§ **Goal**
Every entry that follows needs to be repeated exactly.
===== Given information
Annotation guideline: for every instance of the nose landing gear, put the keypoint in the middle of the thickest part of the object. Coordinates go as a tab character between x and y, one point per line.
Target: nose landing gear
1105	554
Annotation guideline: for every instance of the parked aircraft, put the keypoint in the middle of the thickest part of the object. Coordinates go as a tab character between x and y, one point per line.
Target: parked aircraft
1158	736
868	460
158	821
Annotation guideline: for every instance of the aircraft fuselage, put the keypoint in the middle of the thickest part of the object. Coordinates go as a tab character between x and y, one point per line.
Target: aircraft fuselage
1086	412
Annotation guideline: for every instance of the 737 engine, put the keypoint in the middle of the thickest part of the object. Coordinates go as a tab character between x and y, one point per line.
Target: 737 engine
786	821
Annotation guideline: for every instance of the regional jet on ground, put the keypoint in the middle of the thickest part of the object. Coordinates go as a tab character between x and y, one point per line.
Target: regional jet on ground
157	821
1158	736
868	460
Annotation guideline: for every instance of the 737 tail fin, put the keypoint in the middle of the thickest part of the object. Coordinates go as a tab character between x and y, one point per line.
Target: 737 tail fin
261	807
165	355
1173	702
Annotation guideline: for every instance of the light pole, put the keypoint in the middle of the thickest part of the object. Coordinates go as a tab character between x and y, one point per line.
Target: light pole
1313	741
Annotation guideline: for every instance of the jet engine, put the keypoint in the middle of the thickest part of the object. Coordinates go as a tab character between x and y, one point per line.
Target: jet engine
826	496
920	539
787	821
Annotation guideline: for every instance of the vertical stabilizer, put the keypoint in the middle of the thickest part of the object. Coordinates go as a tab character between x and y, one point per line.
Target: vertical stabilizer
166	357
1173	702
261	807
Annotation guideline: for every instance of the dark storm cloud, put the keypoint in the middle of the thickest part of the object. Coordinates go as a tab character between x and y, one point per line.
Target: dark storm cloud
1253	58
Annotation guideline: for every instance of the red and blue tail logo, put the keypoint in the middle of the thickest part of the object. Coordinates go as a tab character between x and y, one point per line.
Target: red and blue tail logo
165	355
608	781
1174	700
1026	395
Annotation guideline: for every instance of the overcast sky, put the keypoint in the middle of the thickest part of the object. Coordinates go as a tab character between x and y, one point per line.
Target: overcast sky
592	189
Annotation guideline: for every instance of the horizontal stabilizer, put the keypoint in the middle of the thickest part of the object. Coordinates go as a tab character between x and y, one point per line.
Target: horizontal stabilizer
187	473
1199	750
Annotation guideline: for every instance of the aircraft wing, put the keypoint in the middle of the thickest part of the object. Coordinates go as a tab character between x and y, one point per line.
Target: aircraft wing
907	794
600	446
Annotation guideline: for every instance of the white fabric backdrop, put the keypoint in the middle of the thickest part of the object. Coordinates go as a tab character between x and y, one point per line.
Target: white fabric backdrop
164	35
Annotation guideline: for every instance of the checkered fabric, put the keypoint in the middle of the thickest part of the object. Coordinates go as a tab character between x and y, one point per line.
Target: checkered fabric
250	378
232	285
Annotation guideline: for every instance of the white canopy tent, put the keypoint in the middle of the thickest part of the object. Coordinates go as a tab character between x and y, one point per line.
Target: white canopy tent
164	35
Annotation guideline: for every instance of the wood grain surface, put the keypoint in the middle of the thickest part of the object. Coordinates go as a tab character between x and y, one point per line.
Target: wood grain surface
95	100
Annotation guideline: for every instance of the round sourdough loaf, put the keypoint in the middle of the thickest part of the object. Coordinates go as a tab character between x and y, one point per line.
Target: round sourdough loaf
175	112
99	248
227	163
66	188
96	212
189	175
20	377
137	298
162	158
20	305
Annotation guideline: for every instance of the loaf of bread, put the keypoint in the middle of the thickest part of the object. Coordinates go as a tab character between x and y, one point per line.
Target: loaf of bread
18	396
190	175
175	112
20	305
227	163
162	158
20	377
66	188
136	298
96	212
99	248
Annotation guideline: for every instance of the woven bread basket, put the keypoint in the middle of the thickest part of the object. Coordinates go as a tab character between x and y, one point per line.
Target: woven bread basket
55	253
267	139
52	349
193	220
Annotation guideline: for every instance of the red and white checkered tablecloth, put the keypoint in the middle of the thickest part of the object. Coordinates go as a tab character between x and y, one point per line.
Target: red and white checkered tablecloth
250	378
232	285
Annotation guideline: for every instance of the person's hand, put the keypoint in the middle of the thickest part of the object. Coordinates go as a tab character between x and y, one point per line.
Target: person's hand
==========
§ **Task output**
Annotation guideline: for every instance of the nose landing gear, put the keypoint in the middle of the thickest part of the object. Coordinates go as a tab character between x and y, one point per line.
Target: nose landing gear
1105	554
Annotation guideline: for every instance of the parked aircraft, put the keypoint in the middle of the thickest part of the object. Coordinates go as a tab character between x and y, one point per line.
Target: parked aircraft
1158	736
868	460
158	821
Annotation guideline: for every instance of the aircraft fuselage, put the keypoint in the middle of the thickest part of the object. Coordinates go as a tab character between x and y, one point per line.
Target: aircraft fuselage
1086	412
Annotation guideline: for every instance of the 737 engine, put the keypoint in the middle of the thickest part of the object. Coordinates go as a tab character between x and y, one point per line.
Target: 737 engine
786	821
Annotation guideline: for every instance of the regional jet on ground, put the keypoint in the middle of the thickest part of the object. Coordinates go as a tab character between x and y, one point per line.
Target: regional jet on ground
157	821
1158	736
868	460
Annotation guideline: for every instance of the 737 tail fin, put the keypoint in the middle of the thickest part of the object. Coordinates go as a tab character between x and y, one point per line.
Target: 737 tail fin
261	807
165	355
1173	702
Annotation guideline: for every instance of the light pole, put the keypoint in the middle of the thickest part of the object. Coordinates go as a tab character between x and y, one point per line.
Target: light pole
1313	741
Annotation guideline: for every instance of the jet engine, put the keypoint in the middle of the thickest part of the object. Coordinates go as a tab character between x and y, one point per line.
Target: jet engine
826	496
920	539
787	821
Annotation guideline: for every instance of the vertical stabilizer, put the keypoint in the middle of the thickest part of the object. Coordinates go as a tab character between x and y, one point per line.
Target: vertical stabilizer
166	357
1173	702
261	807
Annotation guideline: for every instance of the dark storm cloud, put the keypoint in the middle of the thickest part of the object. Coordinates go as a tab character between x and y, one point per line.
Target: dark storm cloud
1253	58
Annotation guideline: for every instance of the red and blue tail logo, put the keypoint in the middle of the thickest part of the object. Coordinates go as a tab character between x and y, one point per line.
Target: red and blue tail logo
165	355
608	781
1174	700
1026	395
Annotation guideline: for every instance of the overcast sky, put the keypoint in the middle of the thickest part of the object. Coordinates go as a tab character between x and y, one point per line.
Target: overcast sky
592	189
Annotation guideline: for every instance of the horizontal stabilizer, put the keypoint in the middle of the thickest part of the object. Coordinates go as a tab character between x and y, one point per line.
Target: horizontal stabilizer
187	473
1199	750
Annotation guideline: for every instance of the aircraft wing, put the keypoint in the middle of the thickest part of the object. Coordinates go as a tab character between x and y, one point per line.
Target: aircraft wing
907	794
600	446
Annotation guideline: for every instance of the white fabric backdrop, put the keypoint in the middle of the thickest part of the object. Coordinates go as a tab character between x and y, one point per line.
Target: white fabric backdrop
164	35
Annotation guideline: for every instance of the checkered fabric, put the keypoint in the middle of the thickest part of the object. Coordinates go as a tab character between x and y, one point per line.
Target: checkered fabric
250	378
232	285
Annotation guideline: for every instance of the white canopy tent, put the keypoint in the middle of the thickest part of the object. Coordinates go as a tab character between x and y, one point per line.
Target: white canopy tent
164	35
Annotation guideline: for every instance of the wood grain surface, put the keypoint in the middle of the thickest part of the object. Coordinates go as a tab character between x and y, one point per line.
Target: wood grain surface
95	100
Annotation guideline: for every instance of the round sourdough loaf, put the keypoint in the middle of the thickest part of the object. Coordinates go as a tab character between x and y, one point per line.
Target: round sourdough loaf
175	112
99	248
227	163
66	188
96	212
189	175
20	377
137	298
162	158
20	305
Annotation guideline: for every instance of the loaf of bread, put the keypoint in the middle of the thickest part of the object. Coordinates go as a tab character between x and y, one point per line.
Target: loaf of bread
18	396
190	175
175	112
20	305
227	163
162	158
20	377
66	188
136	298
96	212
99	248
Annotation guideline: for every instance of the woven bread basket, put the keypoint in the middle of the thickest part of the object. Coordinates go as a tab character between x and y, one point per line.
Target: woven bread basket
55	253
267	139
52	349
193	220
Annotation guideline: for every instance of the red and white checkered tablecloth, put the keypoint in the middle of the thickest part of the object. Coordinates go as a tab character between x and y, one point per line.
Target: red and white checkered tablecloth
250	378
232	285
Annotation guideline: for every instance of the person's hand, put the keypoint in the middle of the thickest part of the object. Coordinates go as a tab character between x and y, one point per line.
Target: person's hand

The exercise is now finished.